▶ TEXT BLOCK:
----

In my experience there are two slow down months that are followed by a reboot. Why should you find this interesting? Because during a reboot, there is a greater chance of significant change in the real estate market. There is a less predicability. The market could pick up stronger than the previous season or the market could come back with the same zeal or no zeal at all. During these two times of the year, you will see buyers and sellers alike waiting in anticipation to see how the market will start up again.

Let me explain a little more. There are two months where real estate really slows down. It doesn't completely stop, but the pace of the market is so slow, it is in a kind of dormant state. I find that August and December are those dormant months. Again, there are transactions and new listings, but far fewer than during other times of the year.

The first dormant state is quite predictable. Once Labour Day is cleared in early September, the market starts up again full swing the very next day. These listings continue to come out in larger numbers for the rest of September and October and then taper off in November before hitting the second dormant period of December.

The reboot for December is not as predictable as the Fall reboot. It could happen in January or February. Sometimes the increase in market activity is based on the weather, and sometimes it is based on other factors like buyer fatigue, lack of inventory, or a change in mortgage rates.

Again, I am not saying you should not buy or sell a property in August or December. If there's no inventory and buyers are active, it could be an opportune time to list. There may be far fewer buyers, but there is also far less competition with other sellers. I have had some of my busiest open houses in January when buyers are done with the Holidays and ready to get out there and look again.

The two reboot periods can be exciting times of the years for real estate enthusiasts with big stakes. For sellers, it can be a bit of a nail biter since you do not know if you will have the same interest or more interest as before the reboot. For buyers, it's the same thing. You may come back stronger than ever, or have even more competition in the new year.

----

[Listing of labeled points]
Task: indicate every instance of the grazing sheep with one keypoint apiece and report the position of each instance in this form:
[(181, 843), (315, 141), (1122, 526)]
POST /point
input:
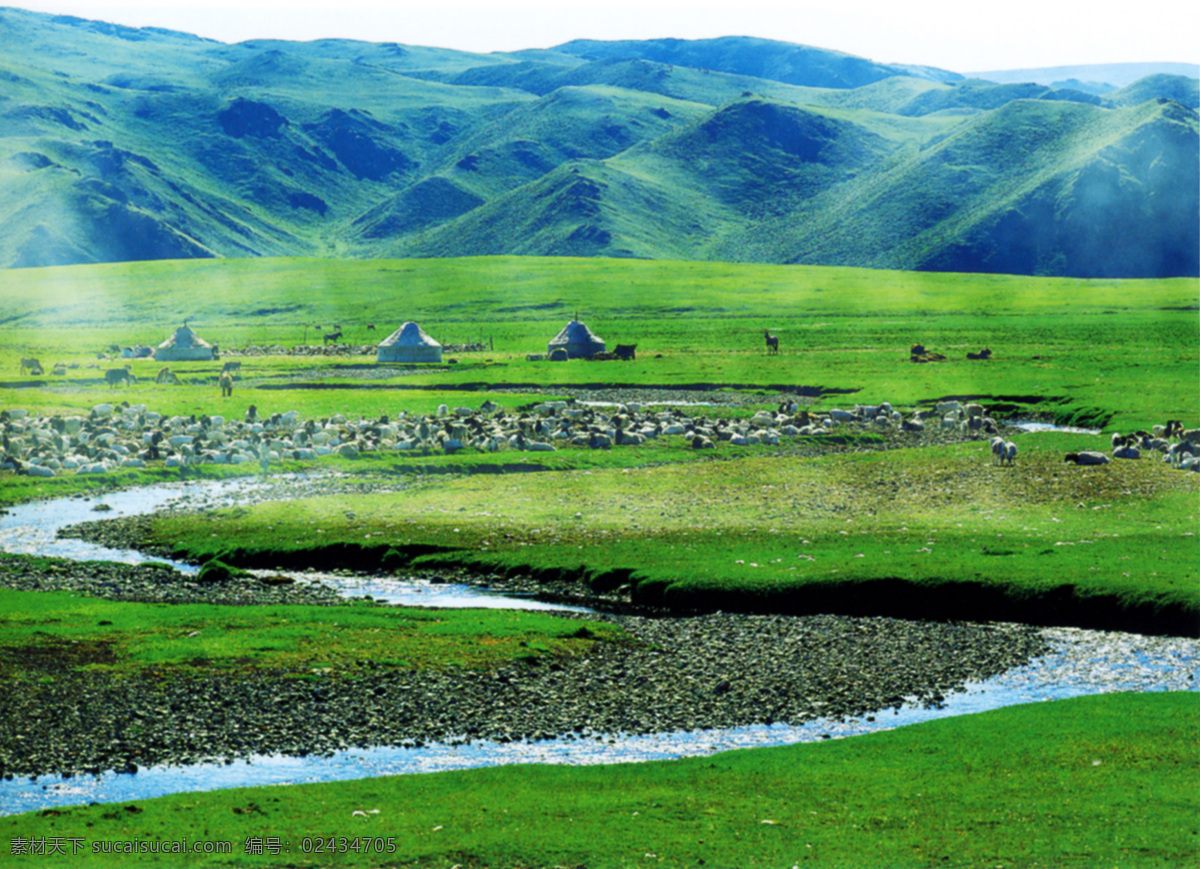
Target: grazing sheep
[(114, 376), (997, 450)]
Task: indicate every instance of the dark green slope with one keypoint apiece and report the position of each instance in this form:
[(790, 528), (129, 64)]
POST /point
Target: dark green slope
[(121, 143), (565, 125), (1033, 187), (781, 61), (683, 83), (761, 157), (1127, 207), (587, 209)]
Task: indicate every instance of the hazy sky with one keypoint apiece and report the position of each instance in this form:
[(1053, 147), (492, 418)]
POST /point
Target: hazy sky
[(960, 35)]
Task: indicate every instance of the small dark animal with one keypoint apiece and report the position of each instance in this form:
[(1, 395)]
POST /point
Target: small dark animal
[(919, 354), (114, 376)]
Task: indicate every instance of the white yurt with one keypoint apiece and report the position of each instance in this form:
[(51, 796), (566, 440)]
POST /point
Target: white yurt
[(409, 343), (184, 346), (577, 340)]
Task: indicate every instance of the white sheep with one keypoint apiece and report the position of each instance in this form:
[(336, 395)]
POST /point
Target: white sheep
[(1009, 451)]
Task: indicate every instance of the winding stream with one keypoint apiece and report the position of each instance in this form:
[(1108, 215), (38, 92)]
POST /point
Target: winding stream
[(1081, 663)]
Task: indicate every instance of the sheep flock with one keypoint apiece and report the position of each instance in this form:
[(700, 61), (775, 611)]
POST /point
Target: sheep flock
[(131, 436)]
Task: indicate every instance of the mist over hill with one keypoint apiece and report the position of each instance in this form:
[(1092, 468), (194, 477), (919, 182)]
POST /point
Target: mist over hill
[(120, 143)]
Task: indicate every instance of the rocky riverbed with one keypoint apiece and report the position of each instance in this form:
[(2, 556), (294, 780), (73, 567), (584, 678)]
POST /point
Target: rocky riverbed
[(677, 673)]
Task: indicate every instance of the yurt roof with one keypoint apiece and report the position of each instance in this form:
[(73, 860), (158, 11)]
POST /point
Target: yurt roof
[(409, 335), (576, 333), (185, 337)]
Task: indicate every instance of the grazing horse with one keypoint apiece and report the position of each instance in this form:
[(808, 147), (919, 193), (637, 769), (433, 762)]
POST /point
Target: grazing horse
[(114, 376)]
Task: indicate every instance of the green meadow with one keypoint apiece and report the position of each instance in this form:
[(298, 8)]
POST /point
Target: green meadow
[(1104, 780), (1060, 346), (924, 529)]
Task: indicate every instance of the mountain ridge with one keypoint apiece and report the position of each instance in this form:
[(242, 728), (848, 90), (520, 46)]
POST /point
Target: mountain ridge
[(118, 143)]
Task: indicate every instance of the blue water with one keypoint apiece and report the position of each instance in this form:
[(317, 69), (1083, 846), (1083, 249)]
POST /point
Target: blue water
[(1083, 663)]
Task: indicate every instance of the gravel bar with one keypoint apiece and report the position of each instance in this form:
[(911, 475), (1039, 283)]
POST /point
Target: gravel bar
[(676, 675)]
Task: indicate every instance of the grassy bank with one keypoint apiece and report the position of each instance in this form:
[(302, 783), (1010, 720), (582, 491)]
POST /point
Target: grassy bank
[(43, 633), (1105, 780), (921, 532), (1059, 345)]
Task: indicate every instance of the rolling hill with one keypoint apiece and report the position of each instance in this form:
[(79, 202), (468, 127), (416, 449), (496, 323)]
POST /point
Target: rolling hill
[(120, 144)]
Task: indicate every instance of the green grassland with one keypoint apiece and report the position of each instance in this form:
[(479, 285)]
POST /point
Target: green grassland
[(1059, 345), (763, 531), (1105, 780), (173, 640), (759, 528), (910, 532)]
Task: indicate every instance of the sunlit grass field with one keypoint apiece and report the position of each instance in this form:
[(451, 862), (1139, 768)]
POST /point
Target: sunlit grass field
[(1093, 781), (1057, 342), (1105, 780)]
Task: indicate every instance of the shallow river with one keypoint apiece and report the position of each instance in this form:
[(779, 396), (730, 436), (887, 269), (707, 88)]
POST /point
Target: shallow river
[(1081, 663)]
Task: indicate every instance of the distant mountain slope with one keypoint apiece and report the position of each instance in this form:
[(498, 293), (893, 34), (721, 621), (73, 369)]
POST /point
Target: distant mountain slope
[(120, 143), (1115, 75), (780, 61)]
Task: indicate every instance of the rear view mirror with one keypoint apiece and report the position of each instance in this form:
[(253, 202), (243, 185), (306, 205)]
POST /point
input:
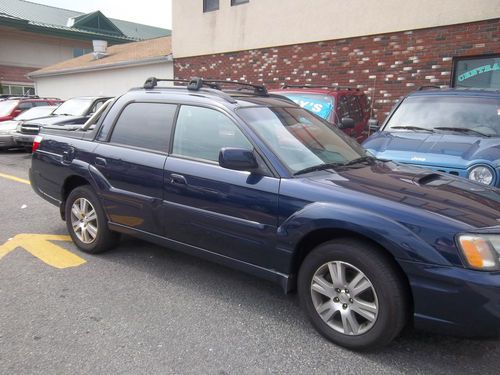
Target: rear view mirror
[(238, 159), (373, 125), (346, 123)]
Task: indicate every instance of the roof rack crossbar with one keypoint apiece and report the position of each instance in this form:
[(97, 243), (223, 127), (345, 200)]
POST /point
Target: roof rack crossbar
[(297, 86), (152, 82), (428, 87)]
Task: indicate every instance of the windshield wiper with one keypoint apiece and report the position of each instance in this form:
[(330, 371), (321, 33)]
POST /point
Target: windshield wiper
[(462, 130), (334, 165), (416, 128), (319, 167), (360, 160)]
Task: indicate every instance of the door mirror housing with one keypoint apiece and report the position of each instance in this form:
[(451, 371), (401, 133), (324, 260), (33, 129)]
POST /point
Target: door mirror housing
[(238, 159), (373, 125), (346, 123)]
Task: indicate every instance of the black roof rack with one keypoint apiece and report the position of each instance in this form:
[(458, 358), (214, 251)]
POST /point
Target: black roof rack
[(306, 86), (427, 87), (196, 84)]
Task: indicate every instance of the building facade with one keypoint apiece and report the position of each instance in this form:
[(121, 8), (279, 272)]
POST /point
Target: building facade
[(33, 36), (385, 48), (122, 67)]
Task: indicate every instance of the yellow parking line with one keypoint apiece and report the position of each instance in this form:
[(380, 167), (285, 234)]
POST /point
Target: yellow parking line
[(14, 178)]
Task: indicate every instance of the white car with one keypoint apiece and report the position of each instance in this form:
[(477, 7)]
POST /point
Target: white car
[(8, 128)]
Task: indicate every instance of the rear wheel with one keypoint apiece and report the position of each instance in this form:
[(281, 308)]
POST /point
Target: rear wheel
[(86, 221), (352, 294)]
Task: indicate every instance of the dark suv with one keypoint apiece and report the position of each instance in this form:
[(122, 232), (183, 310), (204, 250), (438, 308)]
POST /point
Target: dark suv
[(255, 182), (14, 106), (345, 107)]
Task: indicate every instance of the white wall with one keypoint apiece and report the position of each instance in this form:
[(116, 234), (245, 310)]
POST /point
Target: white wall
[(31, 50), (105, 82), (267, 23)]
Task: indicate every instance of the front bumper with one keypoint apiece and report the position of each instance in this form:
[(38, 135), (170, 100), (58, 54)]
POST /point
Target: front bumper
[(454, 300), (7, 141), (24, 140)]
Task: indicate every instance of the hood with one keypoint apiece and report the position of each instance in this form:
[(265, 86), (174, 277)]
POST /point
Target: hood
[(444, 149), (388, 183), (57, 120)]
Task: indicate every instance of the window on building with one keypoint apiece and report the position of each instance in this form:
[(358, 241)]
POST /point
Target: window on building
[(479, 72), (200, 133), (145, 125), (8, 89), (210, 5), (81, 51)]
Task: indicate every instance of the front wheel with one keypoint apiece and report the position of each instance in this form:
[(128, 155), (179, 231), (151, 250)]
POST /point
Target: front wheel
[(86, 221), (353, 294)]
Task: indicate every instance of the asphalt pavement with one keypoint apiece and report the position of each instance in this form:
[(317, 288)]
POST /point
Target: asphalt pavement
[(143, 309)]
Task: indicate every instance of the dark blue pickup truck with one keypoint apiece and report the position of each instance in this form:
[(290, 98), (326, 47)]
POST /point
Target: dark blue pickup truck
[(250, 180)]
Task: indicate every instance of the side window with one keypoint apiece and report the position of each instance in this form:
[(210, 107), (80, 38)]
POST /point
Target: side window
[(24, 106), (200, 133), (145, 125)]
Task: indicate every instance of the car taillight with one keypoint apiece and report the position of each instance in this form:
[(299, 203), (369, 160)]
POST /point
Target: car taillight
[(36, 143)]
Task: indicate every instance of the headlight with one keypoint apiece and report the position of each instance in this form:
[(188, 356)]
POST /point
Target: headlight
[(482, 252), (482, 174)]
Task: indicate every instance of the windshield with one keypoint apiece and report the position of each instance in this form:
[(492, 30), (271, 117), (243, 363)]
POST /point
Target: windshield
[(35, 112), (320, 105), (300, 139), (74, 107), (7, 106), (467, 115)]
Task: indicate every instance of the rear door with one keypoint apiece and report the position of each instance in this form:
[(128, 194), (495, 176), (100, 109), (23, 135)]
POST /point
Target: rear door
[(132, 162), (233, 213)]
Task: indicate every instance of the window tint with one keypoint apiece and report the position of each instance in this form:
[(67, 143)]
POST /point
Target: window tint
[(200, 133), (210, 5), (145, 125)]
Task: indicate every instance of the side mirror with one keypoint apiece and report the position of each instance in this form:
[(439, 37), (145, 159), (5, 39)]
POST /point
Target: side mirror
[(238, 159), (346, 123), (373, 125)]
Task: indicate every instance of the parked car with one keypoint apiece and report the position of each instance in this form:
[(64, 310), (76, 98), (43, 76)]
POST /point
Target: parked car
[(74, 111), (345, 107), (8, 128), (259, 184), (454, 131), (14, 106)]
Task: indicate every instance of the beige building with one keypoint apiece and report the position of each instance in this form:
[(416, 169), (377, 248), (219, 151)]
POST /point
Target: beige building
[(33, 36), (122, 67), (384, 48), (204, 27)]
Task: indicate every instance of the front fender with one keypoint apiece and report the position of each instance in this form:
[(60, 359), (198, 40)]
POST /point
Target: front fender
[(398, 239)]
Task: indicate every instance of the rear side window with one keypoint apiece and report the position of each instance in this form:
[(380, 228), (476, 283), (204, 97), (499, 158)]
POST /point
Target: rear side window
[(145, 125), (200, 133)]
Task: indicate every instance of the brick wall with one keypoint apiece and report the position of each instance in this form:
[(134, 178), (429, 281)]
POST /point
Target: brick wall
[(388, 65)]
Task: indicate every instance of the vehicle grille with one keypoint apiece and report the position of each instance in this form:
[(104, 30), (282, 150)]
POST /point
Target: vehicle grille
[(30, 129)]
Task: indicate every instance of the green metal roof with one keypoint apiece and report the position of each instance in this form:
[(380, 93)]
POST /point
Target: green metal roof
[(43, 18)]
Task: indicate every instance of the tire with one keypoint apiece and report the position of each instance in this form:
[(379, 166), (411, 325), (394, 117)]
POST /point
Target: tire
[(368, 316), (92, 234)]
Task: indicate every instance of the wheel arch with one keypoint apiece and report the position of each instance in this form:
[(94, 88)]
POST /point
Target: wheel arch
[(70, 183), (320, 236)]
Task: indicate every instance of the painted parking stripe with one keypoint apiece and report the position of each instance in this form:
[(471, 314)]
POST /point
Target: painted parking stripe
[(14, 178), (41, 247)]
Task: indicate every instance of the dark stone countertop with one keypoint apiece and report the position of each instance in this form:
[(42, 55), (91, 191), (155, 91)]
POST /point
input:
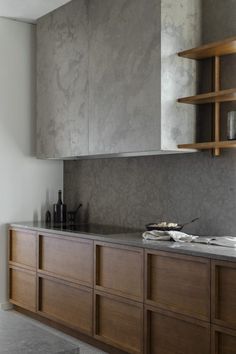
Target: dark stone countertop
[(124, 236)]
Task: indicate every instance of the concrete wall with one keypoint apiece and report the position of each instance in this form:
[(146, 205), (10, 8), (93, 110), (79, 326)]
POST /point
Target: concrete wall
[(26, 184), (135, 191)]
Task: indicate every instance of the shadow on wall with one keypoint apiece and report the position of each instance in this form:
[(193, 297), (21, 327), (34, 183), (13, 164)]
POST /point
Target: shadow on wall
[(3, 260), (132, 192)]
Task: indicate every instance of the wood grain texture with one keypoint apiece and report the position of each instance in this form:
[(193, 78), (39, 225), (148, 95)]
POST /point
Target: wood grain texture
[(22, 248), (223, 340), (171, 334), (22, 288), (66, 258), (178, 283), (119, 270), (119, 322), (223, 293), (68, 304), (219, 48)]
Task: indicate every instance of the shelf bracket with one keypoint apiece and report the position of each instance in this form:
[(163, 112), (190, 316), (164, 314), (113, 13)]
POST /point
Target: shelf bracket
[(216, 118)]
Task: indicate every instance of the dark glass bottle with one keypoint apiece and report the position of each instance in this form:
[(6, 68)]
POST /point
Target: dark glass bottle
[(59, 210)]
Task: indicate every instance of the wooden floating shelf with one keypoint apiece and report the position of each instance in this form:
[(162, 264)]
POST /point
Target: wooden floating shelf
[(211, 97), (225, 47), (210, 145)]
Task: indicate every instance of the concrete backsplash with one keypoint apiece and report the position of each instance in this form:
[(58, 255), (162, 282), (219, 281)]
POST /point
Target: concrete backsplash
[(135, 191)]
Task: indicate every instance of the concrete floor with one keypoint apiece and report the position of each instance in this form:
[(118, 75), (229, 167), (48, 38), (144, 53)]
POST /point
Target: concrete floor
[(22, 335)]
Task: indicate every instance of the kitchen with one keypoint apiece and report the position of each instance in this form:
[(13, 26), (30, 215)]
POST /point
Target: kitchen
[(114, 66)]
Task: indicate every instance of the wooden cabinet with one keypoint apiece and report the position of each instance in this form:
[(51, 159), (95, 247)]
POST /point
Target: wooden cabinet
[(224, 294), (223, 341), (22, 268), (22, 248), (135, 300), (178, 283), (119, 270), (65, 302), (119, 322), (66, 258), (169, 333), (22, 288)]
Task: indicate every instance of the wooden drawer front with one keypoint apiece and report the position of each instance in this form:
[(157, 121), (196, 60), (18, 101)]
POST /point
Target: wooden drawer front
[(22, 248), (168, 334), (119, 322), (224, 293), (67, 258), (69, 304), (223, 341), (179, 283), (22, 288), (119, 271)]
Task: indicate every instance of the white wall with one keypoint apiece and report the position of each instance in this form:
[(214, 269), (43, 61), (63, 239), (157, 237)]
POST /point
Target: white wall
[(25, 182)]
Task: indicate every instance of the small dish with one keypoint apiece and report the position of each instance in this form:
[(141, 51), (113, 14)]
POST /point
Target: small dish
[(154, 226)]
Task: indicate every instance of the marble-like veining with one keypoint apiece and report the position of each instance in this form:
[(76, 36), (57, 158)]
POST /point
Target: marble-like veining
[(109, 77), (124, 76), (62, 82), (135, 191), (180, 30)]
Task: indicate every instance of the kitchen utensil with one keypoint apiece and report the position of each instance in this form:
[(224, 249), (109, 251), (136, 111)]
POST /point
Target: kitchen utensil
[(178, 227)]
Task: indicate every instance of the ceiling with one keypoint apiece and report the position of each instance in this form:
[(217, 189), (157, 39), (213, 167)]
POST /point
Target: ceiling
[(28, 10)]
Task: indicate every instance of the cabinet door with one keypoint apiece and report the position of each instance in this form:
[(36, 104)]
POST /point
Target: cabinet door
[(22, 248), (22, 288), (69, 304), (124, 76), (119, 322), (169, 333), (67, 258), (223, 341), (224, 293), (119, 270), (62, 82), (178, 283)]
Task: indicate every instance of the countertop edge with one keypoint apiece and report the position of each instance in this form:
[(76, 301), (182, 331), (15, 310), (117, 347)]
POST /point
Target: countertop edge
[(135, 240)]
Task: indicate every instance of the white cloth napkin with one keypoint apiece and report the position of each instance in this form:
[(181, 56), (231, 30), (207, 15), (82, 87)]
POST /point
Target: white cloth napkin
[(155, 235), (168, 235)]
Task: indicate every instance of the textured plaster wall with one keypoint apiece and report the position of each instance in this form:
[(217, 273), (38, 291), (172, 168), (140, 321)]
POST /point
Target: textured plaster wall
[(134, 191), (26, 184)]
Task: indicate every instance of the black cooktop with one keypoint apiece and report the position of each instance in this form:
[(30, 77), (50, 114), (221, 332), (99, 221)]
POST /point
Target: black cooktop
[(97, 229)]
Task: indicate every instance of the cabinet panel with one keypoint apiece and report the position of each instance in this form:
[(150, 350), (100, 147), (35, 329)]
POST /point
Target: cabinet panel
[(68, 258), (119, 270), (124, 76), (223, 341), (69, 304), (22, 248), (224, 293), (22, 288), (178, 283), (62, 82), (168, 333), (119, 322)]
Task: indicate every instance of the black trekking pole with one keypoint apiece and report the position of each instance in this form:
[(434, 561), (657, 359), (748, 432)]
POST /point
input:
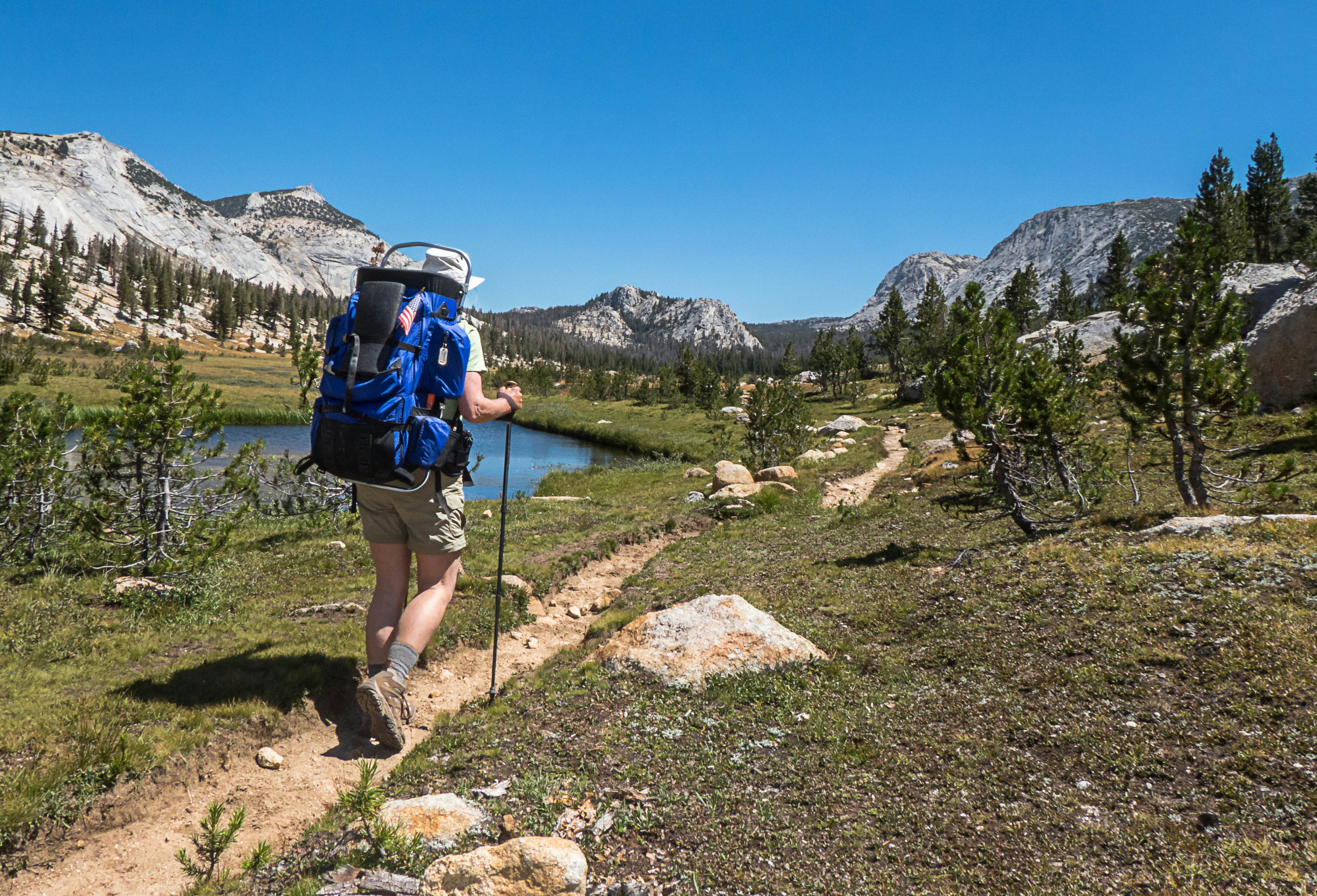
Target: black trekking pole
[(502, 536)]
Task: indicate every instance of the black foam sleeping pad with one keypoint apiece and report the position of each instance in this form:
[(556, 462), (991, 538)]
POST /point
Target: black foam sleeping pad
[(379, 307)]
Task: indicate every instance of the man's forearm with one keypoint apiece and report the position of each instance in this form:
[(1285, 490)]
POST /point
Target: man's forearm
[(485, 410)]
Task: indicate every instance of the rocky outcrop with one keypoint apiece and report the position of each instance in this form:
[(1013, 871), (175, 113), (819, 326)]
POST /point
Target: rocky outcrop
[(289, 237), (715, 635), (630, 317), (1220, 523), (910, 277), (1075, 239), (1096, 333), (526, 866), (436, 816), (1262, 286), (1282, 349)]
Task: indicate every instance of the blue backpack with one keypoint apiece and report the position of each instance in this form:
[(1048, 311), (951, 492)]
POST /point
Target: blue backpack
[(394, 365)]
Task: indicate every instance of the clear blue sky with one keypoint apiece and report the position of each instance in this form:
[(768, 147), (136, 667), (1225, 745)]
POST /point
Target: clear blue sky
[(780, 157)]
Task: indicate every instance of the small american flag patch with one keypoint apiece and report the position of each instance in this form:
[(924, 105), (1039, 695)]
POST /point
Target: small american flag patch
[(409, 315)]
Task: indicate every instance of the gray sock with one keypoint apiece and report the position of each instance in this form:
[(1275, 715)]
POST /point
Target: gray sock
[(401, 660)]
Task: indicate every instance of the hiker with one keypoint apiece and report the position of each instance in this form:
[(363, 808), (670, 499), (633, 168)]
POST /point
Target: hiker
[(428, 523)]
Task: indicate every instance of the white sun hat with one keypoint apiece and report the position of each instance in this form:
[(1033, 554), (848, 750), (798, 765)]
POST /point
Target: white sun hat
[(451, 265)]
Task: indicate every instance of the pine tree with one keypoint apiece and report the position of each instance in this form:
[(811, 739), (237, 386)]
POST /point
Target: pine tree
[(1115, 282), (892, 336), (127, 294), (1306, 215), (69, 244), (1269, 202), (929, 332), (20, 236), (1181, 369), (1025, 412), (1021, 299), (1224, 211), (1065, 305), (54, 295), (39, 227)]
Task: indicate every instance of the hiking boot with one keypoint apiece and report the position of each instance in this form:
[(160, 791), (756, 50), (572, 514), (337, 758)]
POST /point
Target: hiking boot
[(384, 699)]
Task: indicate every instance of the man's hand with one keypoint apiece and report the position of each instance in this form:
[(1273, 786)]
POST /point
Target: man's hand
[(513, 394)]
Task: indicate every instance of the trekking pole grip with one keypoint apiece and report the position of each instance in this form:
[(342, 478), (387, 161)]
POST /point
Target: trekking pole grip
[(511, 410)]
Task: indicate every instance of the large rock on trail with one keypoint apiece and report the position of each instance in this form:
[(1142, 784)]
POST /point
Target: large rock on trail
[(526, 866), (843, 424), (730, 474), (438, 816), (912, 391), (715, 635), (1282, 349)]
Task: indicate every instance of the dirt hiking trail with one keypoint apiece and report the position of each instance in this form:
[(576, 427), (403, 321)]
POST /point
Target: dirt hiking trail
[(136, 856), (856, 488)]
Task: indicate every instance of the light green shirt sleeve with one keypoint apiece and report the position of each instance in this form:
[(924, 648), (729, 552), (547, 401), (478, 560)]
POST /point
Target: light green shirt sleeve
[(476, 361)]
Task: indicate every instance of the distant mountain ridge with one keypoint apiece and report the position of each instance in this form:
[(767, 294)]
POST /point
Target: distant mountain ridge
[(629, 317), (284, 237), (1074, 239)]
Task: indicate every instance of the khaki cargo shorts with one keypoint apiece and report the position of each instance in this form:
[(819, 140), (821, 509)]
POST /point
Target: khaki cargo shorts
[(426, 521)]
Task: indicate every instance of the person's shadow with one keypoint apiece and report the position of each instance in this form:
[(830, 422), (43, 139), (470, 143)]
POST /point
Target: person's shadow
[(278, 681)]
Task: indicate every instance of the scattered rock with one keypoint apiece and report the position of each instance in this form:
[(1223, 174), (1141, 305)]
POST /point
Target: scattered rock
[(729, 474), (523, 866), (737, 490), (127, 583), (843, 424), (358, 882), (1194, 526), (269, 758), (634, 887), (320, 610), (436, 816), (714, 635), (912, 391), (496, 790), (573, 820), (518, 582)]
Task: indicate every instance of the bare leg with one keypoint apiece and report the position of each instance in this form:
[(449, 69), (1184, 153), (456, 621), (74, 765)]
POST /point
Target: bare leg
[(436, 577), (393, 569), (390, 616)]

----

▶ INSTRUCTION A: According to the real estate text, which two months are the dormant months for the market?
▶ INSTRUCTION B: Copy everything in the listing from the line containing "Task: indicate every instance of the mountain" down to the line containing "[(43, 633), (1105, 780), (921, 532), (1059, 345)]", including both of those lines.

▶ FULL SOLUTION A: August and December.

▶ FULL SOLUTION B:
Task: indicate every instance of the mountain ridge with one keypoint apiece and report the position of each instance in this form:
[(242, 728), (848, 90), (520, 46)]
POST /point
Target: mountain ridge
[(118, 143)]
Task: indicate every instance of the blue water with one keypoint apiece and report the position of each instance in this form:
[(317, 69), (1083, 846), (1083, 249)]
POST /point
Target: blue water
[(1083, 663)]
Task: indicate every instance of the gravel bar with one keypoint apiece and report the position of each instance in this form:
[(911, 475), (1039, 283)]
POST /point
Target: gravel bar
[(676, 675)]
Task: indicate every instance of the grassy bank with one keypoint apiece and report the position of each instance in this form:
[(302, 783), (1010, 720), (582, 491)]
POST /point
Target: grassy bank
[(43, 633), (1105, 780), (921, 532), (1059, 345)]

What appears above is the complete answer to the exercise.